▶

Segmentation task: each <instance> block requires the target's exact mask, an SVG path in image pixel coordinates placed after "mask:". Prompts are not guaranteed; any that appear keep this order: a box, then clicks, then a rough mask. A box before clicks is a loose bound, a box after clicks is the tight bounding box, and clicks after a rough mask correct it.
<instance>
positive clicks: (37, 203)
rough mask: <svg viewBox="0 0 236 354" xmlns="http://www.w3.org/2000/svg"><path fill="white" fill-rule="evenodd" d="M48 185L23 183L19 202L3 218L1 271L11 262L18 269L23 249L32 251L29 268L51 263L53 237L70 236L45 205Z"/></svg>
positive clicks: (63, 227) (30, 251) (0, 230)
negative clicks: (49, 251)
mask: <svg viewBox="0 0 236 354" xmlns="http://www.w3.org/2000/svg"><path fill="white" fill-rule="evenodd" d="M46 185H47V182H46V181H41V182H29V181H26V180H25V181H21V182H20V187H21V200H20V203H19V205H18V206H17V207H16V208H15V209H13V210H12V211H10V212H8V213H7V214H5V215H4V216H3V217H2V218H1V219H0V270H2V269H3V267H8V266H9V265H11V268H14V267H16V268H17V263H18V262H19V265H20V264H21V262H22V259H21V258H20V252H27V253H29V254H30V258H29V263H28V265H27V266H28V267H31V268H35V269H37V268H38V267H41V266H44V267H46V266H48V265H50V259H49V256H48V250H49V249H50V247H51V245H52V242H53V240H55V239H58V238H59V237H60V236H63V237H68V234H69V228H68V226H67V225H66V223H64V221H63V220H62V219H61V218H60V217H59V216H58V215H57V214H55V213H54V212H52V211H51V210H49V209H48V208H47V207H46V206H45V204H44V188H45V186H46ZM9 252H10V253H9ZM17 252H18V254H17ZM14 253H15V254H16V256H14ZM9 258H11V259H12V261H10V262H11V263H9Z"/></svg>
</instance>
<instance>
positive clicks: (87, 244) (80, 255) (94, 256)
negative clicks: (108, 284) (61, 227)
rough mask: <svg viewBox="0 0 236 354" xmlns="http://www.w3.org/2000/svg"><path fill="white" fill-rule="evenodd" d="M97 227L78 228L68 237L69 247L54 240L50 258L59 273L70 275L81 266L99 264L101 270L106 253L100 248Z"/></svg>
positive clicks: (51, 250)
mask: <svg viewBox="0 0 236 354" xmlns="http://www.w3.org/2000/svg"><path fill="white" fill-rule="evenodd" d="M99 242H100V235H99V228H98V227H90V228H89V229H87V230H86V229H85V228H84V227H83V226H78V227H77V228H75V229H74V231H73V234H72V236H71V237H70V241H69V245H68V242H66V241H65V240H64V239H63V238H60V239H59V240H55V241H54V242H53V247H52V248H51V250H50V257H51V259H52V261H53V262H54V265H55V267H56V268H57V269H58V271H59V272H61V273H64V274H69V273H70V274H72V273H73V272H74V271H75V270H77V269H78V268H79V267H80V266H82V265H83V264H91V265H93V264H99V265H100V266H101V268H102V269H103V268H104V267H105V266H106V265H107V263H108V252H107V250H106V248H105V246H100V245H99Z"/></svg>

◀

- _Directions for this task_
Return a copy of each line of the material that holds the word "instance".

- _Solution for this exercise_
Segmentation task: each <instance> block requires the target's exact mask, an SVG path in image pixel coordinates placed after "mask:". Prompts are not guaranteed; any that appear keep this order: a box, then clicks, then a rough mask. A box before clicks is a loose bound, a box after clicks is the tight bounding box, and clicks after a rough mask correct it.
<instance>
</instance>
<instance>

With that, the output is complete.